[Point localization data]
# # #

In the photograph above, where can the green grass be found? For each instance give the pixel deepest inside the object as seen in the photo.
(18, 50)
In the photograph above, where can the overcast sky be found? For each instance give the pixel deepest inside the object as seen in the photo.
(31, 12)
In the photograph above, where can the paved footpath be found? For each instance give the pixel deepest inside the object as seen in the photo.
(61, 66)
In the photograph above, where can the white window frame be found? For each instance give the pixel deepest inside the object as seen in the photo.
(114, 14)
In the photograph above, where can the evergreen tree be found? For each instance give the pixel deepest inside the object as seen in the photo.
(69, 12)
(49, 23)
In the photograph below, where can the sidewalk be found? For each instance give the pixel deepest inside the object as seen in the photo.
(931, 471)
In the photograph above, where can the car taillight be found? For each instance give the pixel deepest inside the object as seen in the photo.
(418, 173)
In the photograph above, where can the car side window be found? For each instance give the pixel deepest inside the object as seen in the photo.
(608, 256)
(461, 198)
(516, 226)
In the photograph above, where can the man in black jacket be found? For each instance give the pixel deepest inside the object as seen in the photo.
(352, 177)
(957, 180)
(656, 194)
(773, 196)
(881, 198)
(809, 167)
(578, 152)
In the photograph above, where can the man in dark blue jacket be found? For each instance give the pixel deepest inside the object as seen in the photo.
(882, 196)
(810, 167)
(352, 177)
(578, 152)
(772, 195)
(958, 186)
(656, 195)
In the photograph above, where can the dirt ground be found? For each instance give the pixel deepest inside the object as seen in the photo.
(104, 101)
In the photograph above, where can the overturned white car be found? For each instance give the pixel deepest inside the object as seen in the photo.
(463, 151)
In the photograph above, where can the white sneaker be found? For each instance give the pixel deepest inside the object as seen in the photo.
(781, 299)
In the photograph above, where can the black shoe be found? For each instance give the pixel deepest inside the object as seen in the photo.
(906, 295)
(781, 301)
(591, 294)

# # #

TASK TO COMPLETE — Every record needs to be written out again, exactly as it was given.

EXPECTED ANSWER —
In the photograph above, where can the green grass be found? For each instance give the pixel deepest inside the object as seen in the photo.
(18, 50)
In the photograph above, where can the overcast sky be found? For each instance give the pixel deepest inside the object as seen in the photo.
(31, 12)
In the photograph above, where can the paved footpath be found? For each instance give the pixel deepest inside the object as seen in the photo.
(61, 66)
In the photograph above, where can the white window frame be found? For each instance give the pixel deepest inside the object as seen in the photo.
(114, 14)
In the photograph above, where can the evergreen tree be found? For each instance give the pixel deepest inside the object as seen in the photo.
(69, 12)
(49, 23)
In the photograph below, where can the sidewalk be found? For each instance give the pixel deepest inside the object as seen in the photo.
(931, 471)
In the photograph above, where can the car taillight be found? For each instance give the pixel deepest inside the object as seen in the photo.
(418, 173)
In the photograph above, where can the car side window be found? For each instance give the pixel deepest inside the object as seen in the photo.
(608, 256)
(461, 198)
(516, 226)
In the photograph above, where can the man in black jacket be found? For each instance give the pixel deepest inside the object as seen in the photo.
(352, 177)
(957, 180)
(656, 194)
(773, 196)
(881, 198)
(809, 167)
(578, 152)
In the photograph above, where can the man in dark blue jacket be found? For each instance give the pixel deepest inside the object as seen in the photo.
(882, 196)
(810, 167)
(352, 177)
(578, 152)
(772, 195)
(958, 186)
(656, 195)
In the photograph above, where can the dirt ground be found? For each instance give the pixel deepest inside the object as seen in the photo.
(104, 101)
In the photograph above, where can the overturned white car be found? For each instance give the pixel deepest inside the object as seen in the photo.
(463, 151)
In the photograph above, where can the white sneaker be found? For each instance give the pixel deepest inside the object as seen in the photo.
(781, 299)
In the photograph above, where can the black shoe be found? For each instance give the pixel deepest inside the object as seen in the photo.
(906, 295)
(781, 301)
(591, 294)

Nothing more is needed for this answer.